## ACTIVITY
In the items below, count the lines that contain the string "positive". Reply with the number alone.

## SOURCE MATERIAL
◆ ◆ ◆

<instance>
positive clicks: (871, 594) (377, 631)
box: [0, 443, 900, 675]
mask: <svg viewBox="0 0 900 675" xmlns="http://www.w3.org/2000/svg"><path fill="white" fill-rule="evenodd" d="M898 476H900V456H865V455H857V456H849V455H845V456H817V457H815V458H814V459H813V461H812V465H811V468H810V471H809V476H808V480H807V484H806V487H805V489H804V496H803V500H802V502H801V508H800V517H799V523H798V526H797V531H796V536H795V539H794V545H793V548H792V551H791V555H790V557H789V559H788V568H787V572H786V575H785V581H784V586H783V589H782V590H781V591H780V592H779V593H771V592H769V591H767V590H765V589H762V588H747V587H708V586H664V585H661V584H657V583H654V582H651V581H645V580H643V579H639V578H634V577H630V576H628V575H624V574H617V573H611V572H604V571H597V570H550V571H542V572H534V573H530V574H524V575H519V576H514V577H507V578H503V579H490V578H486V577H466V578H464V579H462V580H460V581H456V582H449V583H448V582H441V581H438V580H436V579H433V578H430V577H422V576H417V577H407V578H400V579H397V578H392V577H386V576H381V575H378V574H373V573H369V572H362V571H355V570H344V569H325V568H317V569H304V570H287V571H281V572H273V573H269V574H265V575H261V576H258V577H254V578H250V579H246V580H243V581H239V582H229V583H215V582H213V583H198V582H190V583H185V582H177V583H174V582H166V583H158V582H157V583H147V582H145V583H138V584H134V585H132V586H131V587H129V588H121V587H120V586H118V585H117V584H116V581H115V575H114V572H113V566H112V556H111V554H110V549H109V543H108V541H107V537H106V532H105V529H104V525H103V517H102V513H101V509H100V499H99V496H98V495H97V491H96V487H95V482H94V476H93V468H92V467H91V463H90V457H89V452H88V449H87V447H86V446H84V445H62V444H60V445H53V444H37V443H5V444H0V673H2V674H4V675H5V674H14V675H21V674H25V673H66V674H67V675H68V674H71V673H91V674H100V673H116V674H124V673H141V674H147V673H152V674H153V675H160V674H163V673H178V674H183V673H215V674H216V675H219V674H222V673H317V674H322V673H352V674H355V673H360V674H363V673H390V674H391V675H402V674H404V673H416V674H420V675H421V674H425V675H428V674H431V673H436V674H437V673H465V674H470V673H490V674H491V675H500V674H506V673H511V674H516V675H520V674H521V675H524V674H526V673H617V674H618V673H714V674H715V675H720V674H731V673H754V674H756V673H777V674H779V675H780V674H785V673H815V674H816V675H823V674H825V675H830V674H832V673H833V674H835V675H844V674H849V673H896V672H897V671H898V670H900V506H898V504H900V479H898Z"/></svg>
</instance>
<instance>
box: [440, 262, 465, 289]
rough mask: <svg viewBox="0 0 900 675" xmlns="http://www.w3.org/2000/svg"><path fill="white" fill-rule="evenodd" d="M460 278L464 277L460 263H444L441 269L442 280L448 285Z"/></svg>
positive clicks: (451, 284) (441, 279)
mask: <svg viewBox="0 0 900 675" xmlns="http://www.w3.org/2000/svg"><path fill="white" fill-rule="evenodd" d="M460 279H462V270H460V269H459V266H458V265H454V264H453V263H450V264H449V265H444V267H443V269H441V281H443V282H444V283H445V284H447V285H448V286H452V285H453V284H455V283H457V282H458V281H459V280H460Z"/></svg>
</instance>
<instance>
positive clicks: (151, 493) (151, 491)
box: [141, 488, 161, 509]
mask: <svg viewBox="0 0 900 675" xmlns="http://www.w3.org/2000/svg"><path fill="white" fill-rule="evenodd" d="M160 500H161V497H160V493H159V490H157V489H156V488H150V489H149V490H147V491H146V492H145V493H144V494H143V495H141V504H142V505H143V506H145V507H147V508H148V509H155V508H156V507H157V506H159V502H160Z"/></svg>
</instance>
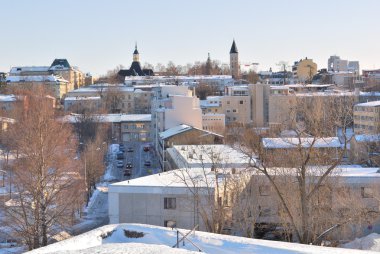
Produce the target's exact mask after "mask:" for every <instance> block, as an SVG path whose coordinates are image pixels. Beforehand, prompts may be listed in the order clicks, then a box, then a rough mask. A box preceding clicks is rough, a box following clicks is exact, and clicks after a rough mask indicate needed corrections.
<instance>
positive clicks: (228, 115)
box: [220, 85, 252, 125]
mask: <svg viewBox="0 0 380 254" xmlns="http://www.w3.org/2000/svg"><path fill="white" fill-rule="evenodd" d="M226 90H227V91H226V95H224V96H222V97H221V99H220V102H221V109H222V113H223V114H225V116H226V125H229V124H235V123H239V124H243V125H247V124H250V123H251V122H252V121H251V98H250V96H249V91H248V86H246V85H245V86H232V87H227V88H226Z"/></svg>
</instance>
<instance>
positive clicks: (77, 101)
mask: <svg viewBox="0 0 380 254" xmlns="http://www.w3.org/2000/svg"><path fill="white" fill-rule="evenodd" d="M63 107H64V110H65V111H70V112H73V113H83V112H98V111H99V110H100V109H101V108H102V100H101V97H100V96H93V97H91V96H89V97H83V96H76V97H65V99H64V102H63Z"/></svg>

◆ ◆ ◆

## TASK OUTPUT
5